Le sujet sera en bonne place dans la pile de dossiers du futur ministre de la Santé. Fermetures de services la nuit et certains week-ends, « mur de la honte » à Brest, patients transférés vers d’autres établissements, décès suspects à Nantes… La situation des urgences des hôpitaux publics était toujours très dégradée cet été. Rendu public ce mardi matin, le rapport annuel du syndicat Samu-Urgences de France (SUdF) vient confirmer ce constat et l’étayer par des chiffres.
Chaque année, l’organisation dévoile son propre bilan des tensions aux urgences et dans les structures mobiles d’urgence et de réanimation (Smur) pendant l’été. L’an dernier, le système avait « donné l’illusion d’avoir tenu », mais « les conditions d’accueil et de soins sont profondément altérées ». La situation ne s’est pas vraiment améliorée — voire s’est dégradée — cette année, marqué par les Jeux olympiques puis paralympiques en région parisienne essentiellement.

EXERCICES —
1. Recopiez le texte sur les urgences hospitalières en commençant aux mots « Le sujet sera » et en vous arrêtant après « par des chiffres. », puis substituez « collectif » à « syndicat ».
2. D'après le texte sur les urgences hospitalières, quand le rapport annuel de Samu-Urgences de France a-t-il été rendu public ?

MATÉRIEL FOURNI —
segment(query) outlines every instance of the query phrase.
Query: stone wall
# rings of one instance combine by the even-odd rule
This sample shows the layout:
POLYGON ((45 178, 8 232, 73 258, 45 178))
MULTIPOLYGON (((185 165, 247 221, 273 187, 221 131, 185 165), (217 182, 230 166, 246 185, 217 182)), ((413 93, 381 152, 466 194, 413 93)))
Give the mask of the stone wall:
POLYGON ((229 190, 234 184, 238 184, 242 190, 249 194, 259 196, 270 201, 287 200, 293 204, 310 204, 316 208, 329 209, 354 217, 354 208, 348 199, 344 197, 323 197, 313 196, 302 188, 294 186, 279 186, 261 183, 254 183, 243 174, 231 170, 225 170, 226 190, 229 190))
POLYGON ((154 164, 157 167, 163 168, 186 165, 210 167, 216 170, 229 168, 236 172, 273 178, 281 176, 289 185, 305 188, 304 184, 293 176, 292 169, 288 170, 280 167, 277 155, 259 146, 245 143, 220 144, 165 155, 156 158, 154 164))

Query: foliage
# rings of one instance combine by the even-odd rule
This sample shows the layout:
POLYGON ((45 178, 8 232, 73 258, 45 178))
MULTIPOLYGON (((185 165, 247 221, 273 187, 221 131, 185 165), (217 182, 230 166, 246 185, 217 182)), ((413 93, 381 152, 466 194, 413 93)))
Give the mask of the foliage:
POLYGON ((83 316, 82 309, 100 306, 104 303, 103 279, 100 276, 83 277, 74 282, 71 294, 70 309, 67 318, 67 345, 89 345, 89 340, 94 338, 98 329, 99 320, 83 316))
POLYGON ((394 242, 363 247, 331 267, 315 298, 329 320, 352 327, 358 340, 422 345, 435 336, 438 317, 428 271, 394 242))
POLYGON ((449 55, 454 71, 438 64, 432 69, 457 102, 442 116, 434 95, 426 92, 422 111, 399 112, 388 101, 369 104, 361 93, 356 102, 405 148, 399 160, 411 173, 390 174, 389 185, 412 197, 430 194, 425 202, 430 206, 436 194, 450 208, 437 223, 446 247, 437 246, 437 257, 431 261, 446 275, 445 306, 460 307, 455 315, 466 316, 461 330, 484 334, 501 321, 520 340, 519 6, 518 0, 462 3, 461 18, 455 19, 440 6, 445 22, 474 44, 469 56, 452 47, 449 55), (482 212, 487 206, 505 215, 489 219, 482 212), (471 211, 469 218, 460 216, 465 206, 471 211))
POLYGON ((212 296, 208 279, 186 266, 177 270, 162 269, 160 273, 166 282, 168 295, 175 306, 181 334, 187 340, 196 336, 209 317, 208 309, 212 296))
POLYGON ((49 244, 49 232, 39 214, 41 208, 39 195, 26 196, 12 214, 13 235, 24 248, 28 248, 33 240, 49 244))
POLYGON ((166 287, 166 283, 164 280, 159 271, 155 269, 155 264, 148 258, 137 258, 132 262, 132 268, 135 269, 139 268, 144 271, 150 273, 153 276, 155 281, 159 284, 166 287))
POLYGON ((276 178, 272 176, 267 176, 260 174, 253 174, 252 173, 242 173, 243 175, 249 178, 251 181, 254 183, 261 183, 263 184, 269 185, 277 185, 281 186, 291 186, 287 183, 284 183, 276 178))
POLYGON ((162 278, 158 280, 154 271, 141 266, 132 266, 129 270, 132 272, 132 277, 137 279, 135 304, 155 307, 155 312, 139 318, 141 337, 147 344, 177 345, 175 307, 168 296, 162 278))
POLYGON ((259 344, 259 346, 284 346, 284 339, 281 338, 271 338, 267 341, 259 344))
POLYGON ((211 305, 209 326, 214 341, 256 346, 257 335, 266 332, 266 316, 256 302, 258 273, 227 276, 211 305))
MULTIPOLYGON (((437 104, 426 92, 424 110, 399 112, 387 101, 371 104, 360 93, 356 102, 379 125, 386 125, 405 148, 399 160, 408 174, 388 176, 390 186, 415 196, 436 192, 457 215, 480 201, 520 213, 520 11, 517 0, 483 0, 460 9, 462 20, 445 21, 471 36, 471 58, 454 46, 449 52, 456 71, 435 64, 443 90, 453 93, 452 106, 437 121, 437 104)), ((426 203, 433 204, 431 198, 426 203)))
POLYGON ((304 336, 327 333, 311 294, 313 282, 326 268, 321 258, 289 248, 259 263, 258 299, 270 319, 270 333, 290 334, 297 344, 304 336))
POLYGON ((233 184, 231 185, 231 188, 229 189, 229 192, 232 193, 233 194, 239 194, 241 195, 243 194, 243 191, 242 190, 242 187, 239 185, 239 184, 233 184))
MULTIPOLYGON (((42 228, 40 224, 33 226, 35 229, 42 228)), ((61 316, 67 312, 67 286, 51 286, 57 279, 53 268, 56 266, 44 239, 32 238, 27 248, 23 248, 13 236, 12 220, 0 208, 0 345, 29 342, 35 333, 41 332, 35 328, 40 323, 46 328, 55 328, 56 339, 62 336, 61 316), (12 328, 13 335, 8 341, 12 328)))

CORRIGÉS —
1.
Le sujet sera en bonne place dans la pile de dossiers du futur ministre de la Santé. Fermetures de services la nuit et certains week-ends, « mur de la honte » à Brest, patients transférés vers d’autres établissements, décès suspects à Nantes… La situation des urgences des hôpitaux publics était toujours très dégradée cet été. Rendu public ce mardi matin, le rapport annuel du collectif Samu-Urgences de France (SUdF) vient confirmer ce constat et l’étayer par des chiffres.

2. Ce mardi matin.